◆ How to complete this task
Of the entries below, repeat exactly only those lines from the one containing "of the concrete" through the last line, with pictures omitted.

(Stored data entries)
____

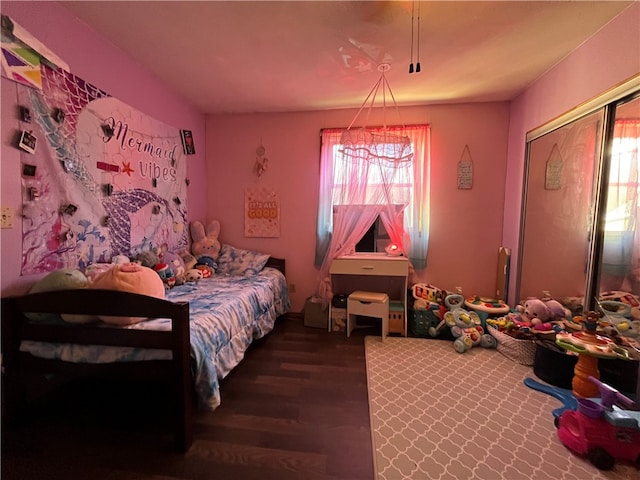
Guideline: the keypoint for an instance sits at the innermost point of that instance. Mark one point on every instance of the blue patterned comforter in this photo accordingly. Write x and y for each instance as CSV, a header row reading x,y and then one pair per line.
x,y
227,314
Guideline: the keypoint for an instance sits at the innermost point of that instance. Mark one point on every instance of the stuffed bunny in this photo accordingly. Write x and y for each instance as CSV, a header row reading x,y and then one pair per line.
x,y
205,243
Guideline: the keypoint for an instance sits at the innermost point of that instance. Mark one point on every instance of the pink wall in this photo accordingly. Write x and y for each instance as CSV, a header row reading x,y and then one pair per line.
x,y
604,61
100,63
465,224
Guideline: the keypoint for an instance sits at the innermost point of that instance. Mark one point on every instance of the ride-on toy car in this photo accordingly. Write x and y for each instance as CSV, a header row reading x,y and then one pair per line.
x,y
603,432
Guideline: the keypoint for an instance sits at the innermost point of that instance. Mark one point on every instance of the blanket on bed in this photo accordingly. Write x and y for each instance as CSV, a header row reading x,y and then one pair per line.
x,y
227,314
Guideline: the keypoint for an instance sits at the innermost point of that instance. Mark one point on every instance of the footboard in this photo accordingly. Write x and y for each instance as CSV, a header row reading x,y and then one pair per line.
x,y
16,328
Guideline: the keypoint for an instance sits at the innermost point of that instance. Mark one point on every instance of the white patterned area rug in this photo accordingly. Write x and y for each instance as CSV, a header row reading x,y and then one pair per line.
x,y
437,414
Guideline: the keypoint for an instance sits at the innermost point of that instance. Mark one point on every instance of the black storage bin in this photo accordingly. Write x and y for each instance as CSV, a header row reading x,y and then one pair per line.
x,y
554,366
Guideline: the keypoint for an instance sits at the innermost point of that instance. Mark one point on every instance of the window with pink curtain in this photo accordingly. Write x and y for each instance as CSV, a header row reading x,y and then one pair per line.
x,y
357,187
621,236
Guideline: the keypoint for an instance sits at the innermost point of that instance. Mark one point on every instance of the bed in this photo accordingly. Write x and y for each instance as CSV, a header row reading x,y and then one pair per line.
x,y
194,337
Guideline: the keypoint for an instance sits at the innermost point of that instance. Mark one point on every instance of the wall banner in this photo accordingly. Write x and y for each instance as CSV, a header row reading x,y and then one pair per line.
x,y
262,212
103,179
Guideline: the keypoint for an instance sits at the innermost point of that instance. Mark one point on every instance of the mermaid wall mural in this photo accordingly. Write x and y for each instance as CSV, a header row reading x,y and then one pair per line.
x,y
104,179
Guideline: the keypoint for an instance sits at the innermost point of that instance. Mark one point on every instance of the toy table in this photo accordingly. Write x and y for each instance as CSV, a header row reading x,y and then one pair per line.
x,y
590,347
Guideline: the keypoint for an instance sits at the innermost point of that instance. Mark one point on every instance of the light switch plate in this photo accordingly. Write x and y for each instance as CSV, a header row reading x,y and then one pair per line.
x,y
6,217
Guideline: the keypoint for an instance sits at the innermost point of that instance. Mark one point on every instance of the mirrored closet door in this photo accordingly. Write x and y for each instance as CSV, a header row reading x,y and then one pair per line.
x,y
579,235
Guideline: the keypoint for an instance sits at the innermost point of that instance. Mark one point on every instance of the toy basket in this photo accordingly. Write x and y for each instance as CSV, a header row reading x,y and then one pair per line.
x,y
519,350
421,320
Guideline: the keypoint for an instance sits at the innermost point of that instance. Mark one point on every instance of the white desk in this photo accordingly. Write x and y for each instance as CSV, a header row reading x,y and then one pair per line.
x,y
375,272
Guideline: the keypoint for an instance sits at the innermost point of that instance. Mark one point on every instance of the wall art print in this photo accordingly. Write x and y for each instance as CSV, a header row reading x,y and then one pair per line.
x,y
262,212
109,180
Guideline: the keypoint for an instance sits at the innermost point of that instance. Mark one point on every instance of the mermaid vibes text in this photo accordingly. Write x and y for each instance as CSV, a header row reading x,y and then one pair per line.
x,y
129,141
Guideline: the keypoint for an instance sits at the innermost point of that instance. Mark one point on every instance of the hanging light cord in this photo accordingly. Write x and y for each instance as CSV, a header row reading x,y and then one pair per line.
x,y
413,12
418,63
413,7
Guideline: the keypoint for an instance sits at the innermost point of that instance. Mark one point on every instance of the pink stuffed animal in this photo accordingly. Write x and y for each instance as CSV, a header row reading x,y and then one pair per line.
x,y
540,312
205,243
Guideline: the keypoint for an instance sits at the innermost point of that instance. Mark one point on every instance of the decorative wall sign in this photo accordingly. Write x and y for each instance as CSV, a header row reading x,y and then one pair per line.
x,y
262,162
553,172
465,170
262,212
107,178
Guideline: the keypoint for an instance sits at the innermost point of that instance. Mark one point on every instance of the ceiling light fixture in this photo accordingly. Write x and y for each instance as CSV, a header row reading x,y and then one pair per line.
x,y
413,11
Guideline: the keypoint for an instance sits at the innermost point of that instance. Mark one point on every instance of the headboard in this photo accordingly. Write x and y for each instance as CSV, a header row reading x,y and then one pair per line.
x,y
277,263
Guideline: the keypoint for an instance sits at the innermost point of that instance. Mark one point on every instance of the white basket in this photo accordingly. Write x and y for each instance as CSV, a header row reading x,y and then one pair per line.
x,y
520,351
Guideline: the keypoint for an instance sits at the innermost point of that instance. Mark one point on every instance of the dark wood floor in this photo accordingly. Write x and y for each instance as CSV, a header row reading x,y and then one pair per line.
x,y
295,408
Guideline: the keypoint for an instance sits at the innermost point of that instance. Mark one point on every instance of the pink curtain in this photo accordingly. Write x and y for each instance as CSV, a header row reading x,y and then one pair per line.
x,y
621,255
375,172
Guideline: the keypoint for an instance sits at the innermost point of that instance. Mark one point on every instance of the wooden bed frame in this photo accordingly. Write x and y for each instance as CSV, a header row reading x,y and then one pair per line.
x,y
17,328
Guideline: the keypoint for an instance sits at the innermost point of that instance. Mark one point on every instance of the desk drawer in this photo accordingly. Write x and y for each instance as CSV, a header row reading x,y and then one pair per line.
x,y
355,266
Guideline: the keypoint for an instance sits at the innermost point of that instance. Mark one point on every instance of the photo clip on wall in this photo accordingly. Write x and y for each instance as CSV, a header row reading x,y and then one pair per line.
x,y
465,170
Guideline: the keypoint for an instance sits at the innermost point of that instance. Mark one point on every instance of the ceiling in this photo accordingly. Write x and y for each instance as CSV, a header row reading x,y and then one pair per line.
x,y
269,56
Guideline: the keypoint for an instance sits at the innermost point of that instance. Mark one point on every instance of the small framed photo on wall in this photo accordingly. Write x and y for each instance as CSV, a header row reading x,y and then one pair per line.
x,y
187,142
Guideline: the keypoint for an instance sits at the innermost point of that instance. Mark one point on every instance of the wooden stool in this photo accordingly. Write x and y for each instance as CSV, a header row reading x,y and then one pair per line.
x,y
368,304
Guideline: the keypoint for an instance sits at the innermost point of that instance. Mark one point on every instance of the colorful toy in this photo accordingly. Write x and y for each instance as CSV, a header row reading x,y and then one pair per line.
x,y
425,294
539,311
617,315
486,307
603,432
590,347
465,326
166,274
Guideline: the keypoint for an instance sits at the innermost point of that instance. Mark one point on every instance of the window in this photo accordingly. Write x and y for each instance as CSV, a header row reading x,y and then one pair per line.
x,y
397,191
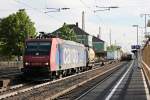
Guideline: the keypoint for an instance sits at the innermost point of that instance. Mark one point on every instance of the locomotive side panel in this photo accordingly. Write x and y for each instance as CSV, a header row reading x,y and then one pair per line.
x,y
72,55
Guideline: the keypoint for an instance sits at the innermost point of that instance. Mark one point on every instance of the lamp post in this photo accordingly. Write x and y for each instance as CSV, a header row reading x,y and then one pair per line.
x,y
105,8
56,9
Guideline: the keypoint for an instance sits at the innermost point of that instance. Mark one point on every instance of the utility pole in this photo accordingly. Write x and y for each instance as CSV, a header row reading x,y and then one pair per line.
x,y
137,29
99,35
83,22
110,36
145,16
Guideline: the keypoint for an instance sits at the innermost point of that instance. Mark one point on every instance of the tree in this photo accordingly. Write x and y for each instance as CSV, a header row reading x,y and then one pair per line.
x,y
66,33
14,29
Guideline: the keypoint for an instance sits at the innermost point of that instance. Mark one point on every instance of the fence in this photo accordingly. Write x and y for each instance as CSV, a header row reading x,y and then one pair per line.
x,y
11,64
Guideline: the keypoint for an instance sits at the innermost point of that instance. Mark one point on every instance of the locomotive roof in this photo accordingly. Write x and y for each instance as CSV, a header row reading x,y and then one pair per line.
x,y
39,39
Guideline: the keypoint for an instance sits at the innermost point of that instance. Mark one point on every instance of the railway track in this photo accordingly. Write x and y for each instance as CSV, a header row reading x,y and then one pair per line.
x,y
127,83
48,89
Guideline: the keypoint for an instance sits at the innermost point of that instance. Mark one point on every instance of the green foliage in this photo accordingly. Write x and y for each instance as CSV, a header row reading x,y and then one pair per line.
x,y
14,29
66,33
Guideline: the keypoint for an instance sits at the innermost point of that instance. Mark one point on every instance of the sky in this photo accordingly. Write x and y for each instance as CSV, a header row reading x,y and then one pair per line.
x,y
119,21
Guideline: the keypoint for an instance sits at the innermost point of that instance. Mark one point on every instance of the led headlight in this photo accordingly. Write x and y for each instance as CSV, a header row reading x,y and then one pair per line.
x,y
26,63
46,63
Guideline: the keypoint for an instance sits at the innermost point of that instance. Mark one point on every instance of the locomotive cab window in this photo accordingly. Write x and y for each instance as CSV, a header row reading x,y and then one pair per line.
x,y
37,48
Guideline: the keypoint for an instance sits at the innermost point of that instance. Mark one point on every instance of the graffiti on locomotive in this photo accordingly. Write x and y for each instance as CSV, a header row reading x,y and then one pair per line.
x,y
70,55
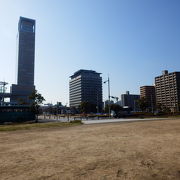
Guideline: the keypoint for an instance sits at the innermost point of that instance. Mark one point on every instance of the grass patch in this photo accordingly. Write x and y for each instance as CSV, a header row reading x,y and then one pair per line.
x,y
15,127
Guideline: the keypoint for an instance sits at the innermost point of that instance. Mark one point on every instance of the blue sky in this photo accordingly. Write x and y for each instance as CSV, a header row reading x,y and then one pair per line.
x,y
131,40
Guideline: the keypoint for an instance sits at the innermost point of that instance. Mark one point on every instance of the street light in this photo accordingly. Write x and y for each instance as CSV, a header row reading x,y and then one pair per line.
x,y
108,81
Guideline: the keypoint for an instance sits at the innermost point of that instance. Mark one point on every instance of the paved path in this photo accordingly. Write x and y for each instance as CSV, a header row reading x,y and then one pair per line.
x,y
97,121
119,120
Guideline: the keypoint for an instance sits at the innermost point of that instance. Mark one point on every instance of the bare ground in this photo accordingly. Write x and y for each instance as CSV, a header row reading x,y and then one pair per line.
x,y
138,150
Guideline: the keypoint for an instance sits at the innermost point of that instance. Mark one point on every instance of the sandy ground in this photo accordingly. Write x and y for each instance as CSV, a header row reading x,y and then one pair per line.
x,y
136,150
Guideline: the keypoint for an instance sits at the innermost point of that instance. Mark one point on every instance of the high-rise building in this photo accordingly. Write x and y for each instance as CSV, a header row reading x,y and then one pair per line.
x,y
168,90
148,92
85,86
130,100
25,57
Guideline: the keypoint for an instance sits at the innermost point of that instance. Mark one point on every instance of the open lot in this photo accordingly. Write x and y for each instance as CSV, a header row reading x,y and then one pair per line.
x,y
130,150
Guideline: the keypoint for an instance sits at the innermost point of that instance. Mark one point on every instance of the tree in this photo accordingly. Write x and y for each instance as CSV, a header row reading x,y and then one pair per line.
x,y
36,100
143,104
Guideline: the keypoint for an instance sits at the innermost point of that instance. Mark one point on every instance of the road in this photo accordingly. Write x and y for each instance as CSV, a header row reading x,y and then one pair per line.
x,y
98,121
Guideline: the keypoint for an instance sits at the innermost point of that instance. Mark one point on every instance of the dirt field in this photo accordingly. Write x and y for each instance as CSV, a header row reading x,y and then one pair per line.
x,y
137,150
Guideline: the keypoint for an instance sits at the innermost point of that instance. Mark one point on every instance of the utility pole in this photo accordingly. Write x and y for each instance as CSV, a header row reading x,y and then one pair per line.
x,y
3,90
108,81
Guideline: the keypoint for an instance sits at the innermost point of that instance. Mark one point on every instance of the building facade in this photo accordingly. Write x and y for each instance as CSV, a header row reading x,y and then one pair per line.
x,y
85,86
130,100
148,92
168,90
25,56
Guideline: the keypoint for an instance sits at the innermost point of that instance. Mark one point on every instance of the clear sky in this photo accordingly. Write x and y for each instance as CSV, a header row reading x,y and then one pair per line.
x,y
131,40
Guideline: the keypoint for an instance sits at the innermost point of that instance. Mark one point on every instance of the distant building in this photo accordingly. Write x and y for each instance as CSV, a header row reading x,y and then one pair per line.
x,y
85,86
148,92
25,54
168,90
130,100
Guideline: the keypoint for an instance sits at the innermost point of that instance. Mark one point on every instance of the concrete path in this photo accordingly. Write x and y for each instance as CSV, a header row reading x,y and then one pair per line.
x,y
119,120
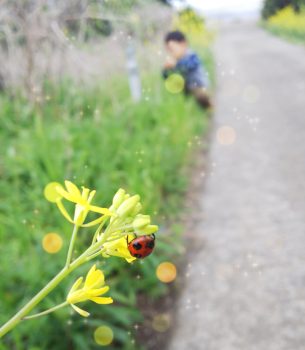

____

◆ Task solution
Guideline: the keypoint for an instance sits at the innermost point of that instance. Mark one point on every instance of the concrete path in this photo accordingly. Write x and y for each instance as CSV, a header row reading x,y and then one pair per line.
x,y
119,120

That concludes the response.